### EXERCISE
Please copy these items word for word, leaving out the pictures.

Start of SUPPLIED DATA

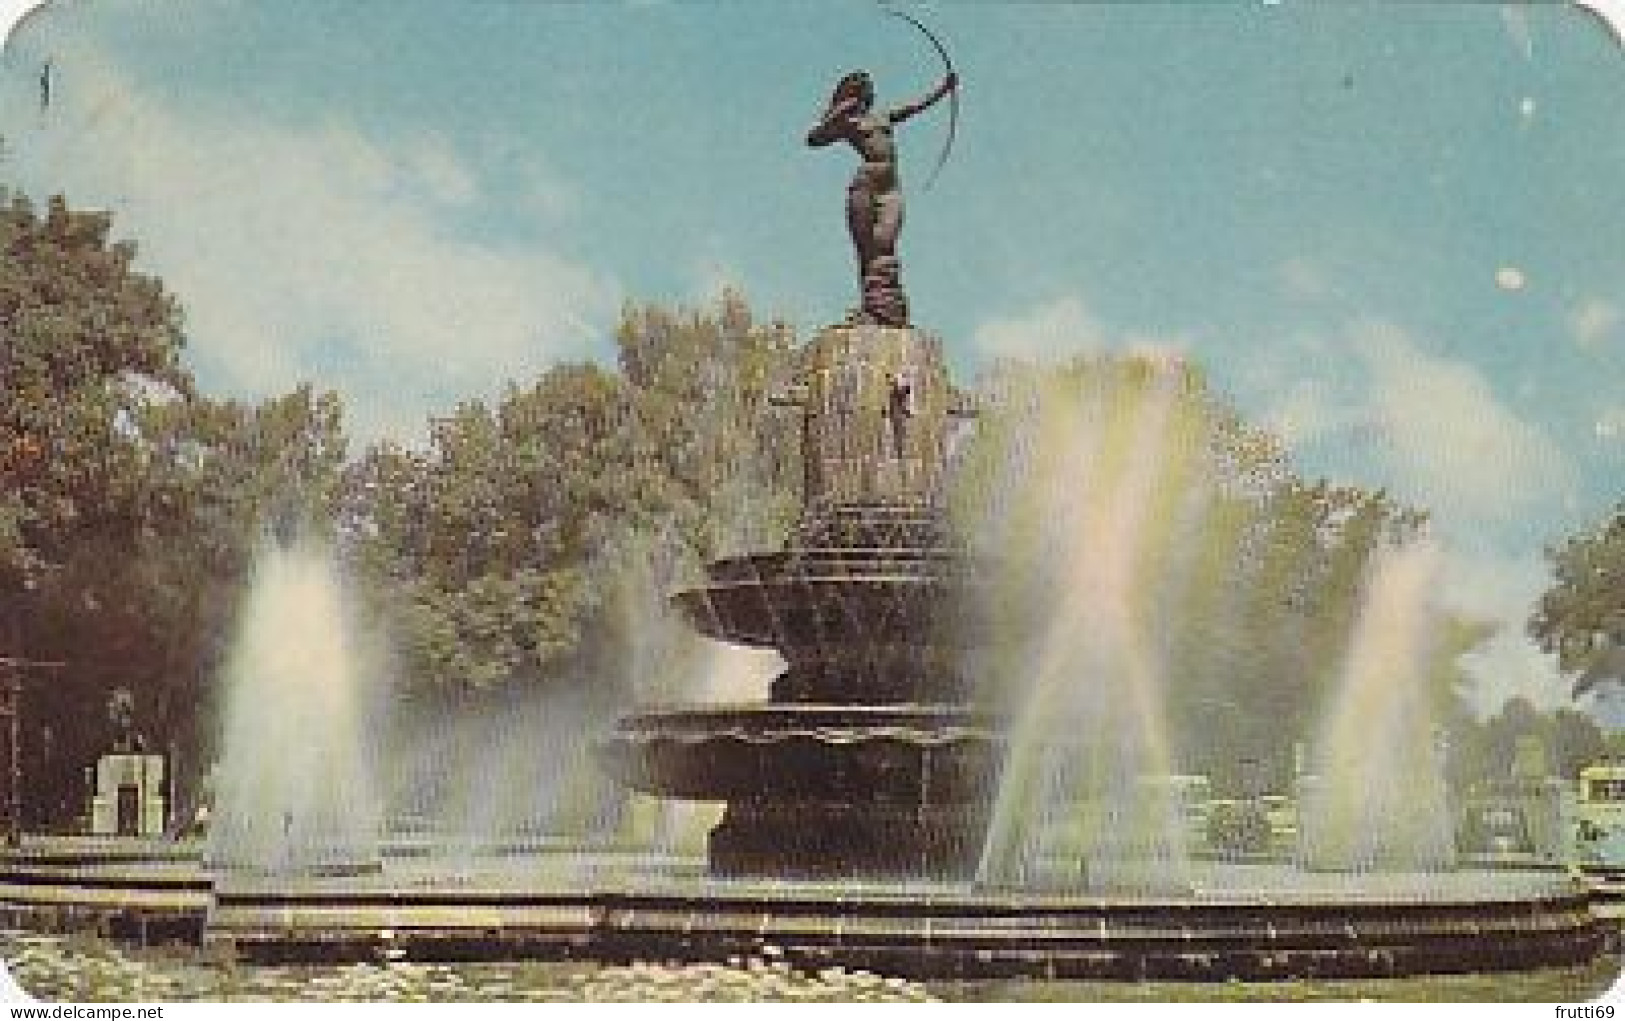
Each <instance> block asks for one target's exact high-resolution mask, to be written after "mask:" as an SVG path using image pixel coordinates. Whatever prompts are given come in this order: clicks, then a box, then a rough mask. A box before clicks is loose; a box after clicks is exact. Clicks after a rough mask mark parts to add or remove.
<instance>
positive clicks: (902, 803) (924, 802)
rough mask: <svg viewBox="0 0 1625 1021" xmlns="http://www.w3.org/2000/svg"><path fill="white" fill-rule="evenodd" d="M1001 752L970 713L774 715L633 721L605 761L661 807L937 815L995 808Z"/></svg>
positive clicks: (637, 717)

End of SUPPLIED DATA

### RESULT FOR THIS TASK
Each <instance> block asks for one target's exact high-resolution mask, to be written after "mask:" as an SVG path using image pixel coordinates. Whatever prompts are given come in this order: clicks, then a box, then a rough mask. A box before clicks is loose; a box after clicks is exact. Clicks after a rough mask mark parts to add or remove.
<instance>
positive clicks: (902, 803) (924, 802)
rough mask: <svg viewBox="0 0 1625 1021" xmlns="http://www.w3.org/2000/svg"><path fill="white" fill-rule="evenodd" d="M1001 752L970 713L774 715L633 721L605 761L661 807L937 815L995 808Z"/></svg>
positive clicks: (637, 717)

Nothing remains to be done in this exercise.